--- Problem requirements ---
Please rewrite the lines from the first one through the line with "all instances, own outline each", replacing "fish" with "frog" and keeping everything else unchanged.

· · ·

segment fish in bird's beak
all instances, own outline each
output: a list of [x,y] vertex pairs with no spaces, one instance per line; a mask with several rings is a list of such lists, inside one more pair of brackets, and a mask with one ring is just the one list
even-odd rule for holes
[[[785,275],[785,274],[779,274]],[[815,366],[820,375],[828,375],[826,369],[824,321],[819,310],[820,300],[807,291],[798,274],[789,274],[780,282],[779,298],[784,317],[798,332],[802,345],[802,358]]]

· · ·

--- Expected answer ---
segment frog in bird's beak
all instances, own outline each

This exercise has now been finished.